- **Stated goal**: Rewrite the items starting at the line containing "Target: green hanging banner" and ending at the line containing "[[[231,133],[231,97],[191,60],[190,114],[187,129],[217,135]]]" as a CSV with two columns, text and answer. Give one row per item, put each field in quotes, and replace any line breaks inside a field with spaces.

** BEGIN Records provided **

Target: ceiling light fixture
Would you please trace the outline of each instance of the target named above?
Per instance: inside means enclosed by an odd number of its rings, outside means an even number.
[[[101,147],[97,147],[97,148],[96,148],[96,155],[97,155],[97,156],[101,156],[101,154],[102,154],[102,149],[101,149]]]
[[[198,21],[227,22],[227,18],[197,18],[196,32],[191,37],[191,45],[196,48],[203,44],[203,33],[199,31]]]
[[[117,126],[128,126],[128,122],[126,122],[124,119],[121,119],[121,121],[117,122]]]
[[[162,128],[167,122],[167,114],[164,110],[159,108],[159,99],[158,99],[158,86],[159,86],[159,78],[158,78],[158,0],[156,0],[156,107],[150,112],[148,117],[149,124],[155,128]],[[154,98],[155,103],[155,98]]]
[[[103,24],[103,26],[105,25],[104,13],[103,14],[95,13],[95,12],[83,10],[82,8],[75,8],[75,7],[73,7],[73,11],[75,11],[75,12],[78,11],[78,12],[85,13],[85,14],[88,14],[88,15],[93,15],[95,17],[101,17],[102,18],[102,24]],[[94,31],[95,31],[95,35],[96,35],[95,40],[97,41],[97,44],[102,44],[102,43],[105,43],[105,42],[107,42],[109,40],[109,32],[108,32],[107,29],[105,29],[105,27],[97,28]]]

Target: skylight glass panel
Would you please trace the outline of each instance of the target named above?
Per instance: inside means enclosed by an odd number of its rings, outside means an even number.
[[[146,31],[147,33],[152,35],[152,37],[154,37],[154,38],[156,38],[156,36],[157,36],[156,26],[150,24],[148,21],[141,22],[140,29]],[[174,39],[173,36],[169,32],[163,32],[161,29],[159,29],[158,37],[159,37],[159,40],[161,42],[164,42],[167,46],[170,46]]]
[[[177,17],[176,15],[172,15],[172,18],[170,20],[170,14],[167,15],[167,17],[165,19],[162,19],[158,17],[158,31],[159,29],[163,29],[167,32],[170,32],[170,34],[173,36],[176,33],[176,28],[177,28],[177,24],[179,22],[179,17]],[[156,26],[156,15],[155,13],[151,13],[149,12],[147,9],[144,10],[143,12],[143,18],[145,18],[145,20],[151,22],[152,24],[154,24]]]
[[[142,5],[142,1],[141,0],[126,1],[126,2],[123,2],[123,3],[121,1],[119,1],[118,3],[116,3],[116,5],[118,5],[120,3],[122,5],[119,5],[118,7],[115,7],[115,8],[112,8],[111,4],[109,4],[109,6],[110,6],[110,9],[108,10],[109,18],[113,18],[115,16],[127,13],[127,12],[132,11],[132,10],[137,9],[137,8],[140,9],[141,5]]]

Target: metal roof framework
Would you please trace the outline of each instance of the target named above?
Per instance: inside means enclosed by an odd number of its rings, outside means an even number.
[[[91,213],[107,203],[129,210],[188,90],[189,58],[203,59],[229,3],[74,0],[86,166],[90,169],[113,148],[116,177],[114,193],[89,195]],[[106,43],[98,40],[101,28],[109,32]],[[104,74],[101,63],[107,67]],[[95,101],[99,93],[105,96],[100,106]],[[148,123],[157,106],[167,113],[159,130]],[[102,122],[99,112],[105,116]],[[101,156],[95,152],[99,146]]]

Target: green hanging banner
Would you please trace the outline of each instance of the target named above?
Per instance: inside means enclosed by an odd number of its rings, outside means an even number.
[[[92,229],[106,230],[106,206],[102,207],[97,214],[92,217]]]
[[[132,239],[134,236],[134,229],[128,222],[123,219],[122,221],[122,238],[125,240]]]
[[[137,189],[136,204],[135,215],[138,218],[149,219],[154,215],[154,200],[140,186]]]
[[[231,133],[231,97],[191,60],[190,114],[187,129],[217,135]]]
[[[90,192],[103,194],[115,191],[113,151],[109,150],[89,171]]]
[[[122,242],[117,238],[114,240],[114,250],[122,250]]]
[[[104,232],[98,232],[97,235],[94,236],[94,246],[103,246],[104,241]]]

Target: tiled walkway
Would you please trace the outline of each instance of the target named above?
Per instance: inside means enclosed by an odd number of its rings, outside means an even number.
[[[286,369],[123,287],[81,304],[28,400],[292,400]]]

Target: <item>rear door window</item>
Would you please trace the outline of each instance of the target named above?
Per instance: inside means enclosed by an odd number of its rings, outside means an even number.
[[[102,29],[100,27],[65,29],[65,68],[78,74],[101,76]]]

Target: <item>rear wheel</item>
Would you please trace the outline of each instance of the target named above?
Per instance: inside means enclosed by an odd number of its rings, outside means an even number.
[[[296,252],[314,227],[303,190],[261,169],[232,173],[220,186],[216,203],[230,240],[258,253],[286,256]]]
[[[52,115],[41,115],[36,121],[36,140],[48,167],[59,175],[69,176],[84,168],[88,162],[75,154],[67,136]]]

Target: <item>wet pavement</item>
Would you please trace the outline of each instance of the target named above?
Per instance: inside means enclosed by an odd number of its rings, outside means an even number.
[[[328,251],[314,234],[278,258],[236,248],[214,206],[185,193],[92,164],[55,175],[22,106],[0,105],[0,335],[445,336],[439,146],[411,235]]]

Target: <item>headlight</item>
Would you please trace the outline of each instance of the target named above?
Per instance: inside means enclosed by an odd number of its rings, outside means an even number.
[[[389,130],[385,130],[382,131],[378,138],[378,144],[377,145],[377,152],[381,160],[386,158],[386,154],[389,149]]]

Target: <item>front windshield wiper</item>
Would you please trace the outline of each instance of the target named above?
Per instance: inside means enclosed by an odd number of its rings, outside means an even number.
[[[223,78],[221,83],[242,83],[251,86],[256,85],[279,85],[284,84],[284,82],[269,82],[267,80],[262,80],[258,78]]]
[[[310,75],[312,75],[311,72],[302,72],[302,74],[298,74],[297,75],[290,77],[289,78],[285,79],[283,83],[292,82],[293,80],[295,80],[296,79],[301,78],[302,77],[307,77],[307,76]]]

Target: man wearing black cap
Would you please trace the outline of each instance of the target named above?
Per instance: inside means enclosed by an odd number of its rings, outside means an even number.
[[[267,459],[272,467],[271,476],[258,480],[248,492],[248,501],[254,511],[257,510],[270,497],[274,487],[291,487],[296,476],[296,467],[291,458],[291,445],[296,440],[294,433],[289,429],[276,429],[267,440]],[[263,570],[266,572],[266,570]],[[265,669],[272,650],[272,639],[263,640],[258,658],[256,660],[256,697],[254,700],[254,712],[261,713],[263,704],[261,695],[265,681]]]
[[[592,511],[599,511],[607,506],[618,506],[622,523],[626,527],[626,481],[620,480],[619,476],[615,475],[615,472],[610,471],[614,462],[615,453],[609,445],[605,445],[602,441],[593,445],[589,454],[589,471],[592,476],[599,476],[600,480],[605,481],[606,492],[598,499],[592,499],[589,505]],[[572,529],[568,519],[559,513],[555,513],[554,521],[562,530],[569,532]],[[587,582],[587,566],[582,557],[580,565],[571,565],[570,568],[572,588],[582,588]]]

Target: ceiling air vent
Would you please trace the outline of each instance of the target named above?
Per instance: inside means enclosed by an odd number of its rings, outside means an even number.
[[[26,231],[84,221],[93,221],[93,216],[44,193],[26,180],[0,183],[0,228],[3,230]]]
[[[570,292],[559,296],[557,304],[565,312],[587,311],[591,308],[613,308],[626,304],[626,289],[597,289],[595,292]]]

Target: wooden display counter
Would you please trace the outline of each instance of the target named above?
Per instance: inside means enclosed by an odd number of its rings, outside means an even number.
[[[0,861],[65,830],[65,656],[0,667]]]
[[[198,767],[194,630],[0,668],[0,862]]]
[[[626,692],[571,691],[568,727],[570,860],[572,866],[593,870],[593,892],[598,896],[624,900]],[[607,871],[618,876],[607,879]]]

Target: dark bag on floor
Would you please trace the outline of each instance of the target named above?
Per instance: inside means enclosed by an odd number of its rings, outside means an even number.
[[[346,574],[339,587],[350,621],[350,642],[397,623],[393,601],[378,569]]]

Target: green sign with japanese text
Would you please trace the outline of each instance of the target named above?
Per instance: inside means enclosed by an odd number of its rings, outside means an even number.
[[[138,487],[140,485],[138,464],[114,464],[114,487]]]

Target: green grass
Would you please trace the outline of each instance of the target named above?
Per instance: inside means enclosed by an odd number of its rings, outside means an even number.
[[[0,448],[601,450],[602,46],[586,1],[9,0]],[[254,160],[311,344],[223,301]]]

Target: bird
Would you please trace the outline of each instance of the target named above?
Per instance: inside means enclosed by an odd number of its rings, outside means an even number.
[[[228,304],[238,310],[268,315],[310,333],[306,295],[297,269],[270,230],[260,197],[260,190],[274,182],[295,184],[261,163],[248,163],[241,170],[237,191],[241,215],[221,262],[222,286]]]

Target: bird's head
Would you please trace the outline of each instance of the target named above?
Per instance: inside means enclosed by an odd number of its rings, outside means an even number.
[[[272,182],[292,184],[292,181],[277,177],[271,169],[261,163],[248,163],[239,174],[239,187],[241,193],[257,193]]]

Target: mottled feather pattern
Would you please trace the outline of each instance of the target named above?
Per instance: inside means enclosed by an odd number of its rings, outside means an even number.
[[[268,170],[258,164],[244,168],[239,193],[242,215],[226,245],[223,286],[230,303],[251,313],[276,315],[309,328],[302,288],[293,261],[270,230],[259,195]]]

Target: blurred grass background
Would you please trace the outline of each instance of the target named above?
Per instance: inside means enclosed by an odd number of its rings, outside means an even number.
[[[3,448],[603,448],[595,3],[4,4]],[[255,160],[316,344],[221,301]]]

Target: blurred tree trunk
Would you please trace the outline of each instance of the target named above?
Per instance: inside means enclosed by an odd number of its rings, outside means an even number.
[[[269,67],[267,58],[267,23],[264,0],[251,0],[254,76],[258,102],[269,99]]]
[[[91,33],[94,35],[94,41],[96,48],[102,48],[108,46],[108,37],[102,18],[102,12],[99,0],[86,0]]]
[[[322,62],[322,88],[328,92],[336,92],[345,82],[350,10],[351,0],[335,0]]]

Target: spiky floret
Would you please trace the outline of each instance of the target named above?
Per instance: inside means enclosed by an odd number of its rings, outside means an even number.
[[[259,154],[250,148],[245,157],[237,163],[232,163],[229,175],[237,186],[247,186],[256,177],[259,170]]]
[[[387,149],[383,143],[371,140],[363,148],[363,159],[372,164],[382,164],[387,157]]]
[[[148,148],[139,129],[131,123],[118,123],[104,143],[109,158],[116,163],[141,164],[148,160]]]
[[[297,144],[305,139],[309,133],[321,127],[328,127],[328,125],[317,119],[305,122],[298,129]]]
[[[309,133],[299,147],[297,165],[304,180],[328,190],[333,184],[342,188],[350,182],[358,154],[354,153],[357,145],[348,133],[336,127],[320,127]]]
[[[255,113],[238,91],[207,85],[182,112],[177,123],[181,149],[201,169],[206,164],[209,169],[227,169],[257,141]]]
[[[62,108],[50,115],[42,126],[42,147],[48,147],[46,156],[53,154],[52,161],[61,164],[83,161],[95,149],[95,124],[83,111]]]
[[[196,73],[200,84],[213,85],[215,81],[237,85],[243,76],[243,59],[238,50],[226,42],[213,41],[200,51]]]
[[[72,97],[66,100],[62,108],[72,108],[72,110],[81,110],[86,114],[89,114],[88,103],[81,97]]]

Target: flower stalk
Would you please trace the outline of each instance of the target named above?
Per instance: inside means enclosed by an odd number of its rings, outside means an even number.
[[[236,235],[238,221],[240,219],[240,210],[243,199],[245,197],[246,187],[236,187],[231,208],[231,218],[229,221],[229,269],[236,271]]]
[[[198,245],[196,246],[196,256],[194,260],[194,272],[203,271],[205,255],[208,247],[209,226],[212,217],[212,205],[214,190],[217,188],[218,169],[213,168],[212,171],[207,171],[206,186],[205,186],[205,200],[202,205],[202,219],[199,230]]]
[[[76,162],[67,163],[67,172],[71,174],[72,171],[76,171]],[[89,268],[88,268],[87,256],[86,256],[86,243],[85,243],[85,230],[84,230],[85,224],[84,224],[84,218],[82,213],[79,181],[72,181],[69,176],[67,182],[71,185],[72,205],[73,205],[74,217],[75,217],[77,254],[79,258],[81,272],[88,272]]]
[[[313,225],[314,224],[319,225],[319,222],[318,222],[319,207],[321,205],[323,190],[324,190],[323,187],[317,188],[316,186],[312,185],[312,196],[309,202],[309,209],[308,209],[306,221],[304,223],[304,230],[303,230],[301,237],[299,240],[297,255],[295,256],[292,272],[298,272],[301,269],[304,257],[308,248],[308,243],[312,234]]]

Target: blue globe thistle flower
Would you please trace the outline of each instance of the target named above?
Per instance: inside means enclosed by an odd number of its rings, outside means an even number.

** END Records provided **

- **Task result**:
text,answer
"Target: green hanging banner Would you please trace the outline of each instance of the target named above? Per instance: inside means enclosed by an odd number of its rings, outside means an even number.","[[[92,229],[106,230],[106,206],[102,207],[97,214],[92,217]]] [[[132,239],[134,236],[134,229],[128,222],[123,219],[122,221],[122,238],[125,240]]] [[[137,189],[136,204],[135,215],[138,218],[149,219],[154,215],[154,200],[140,186]]] [[[231,133],[231,97],[191,60],[190,114],[187,129],[217,135]]]"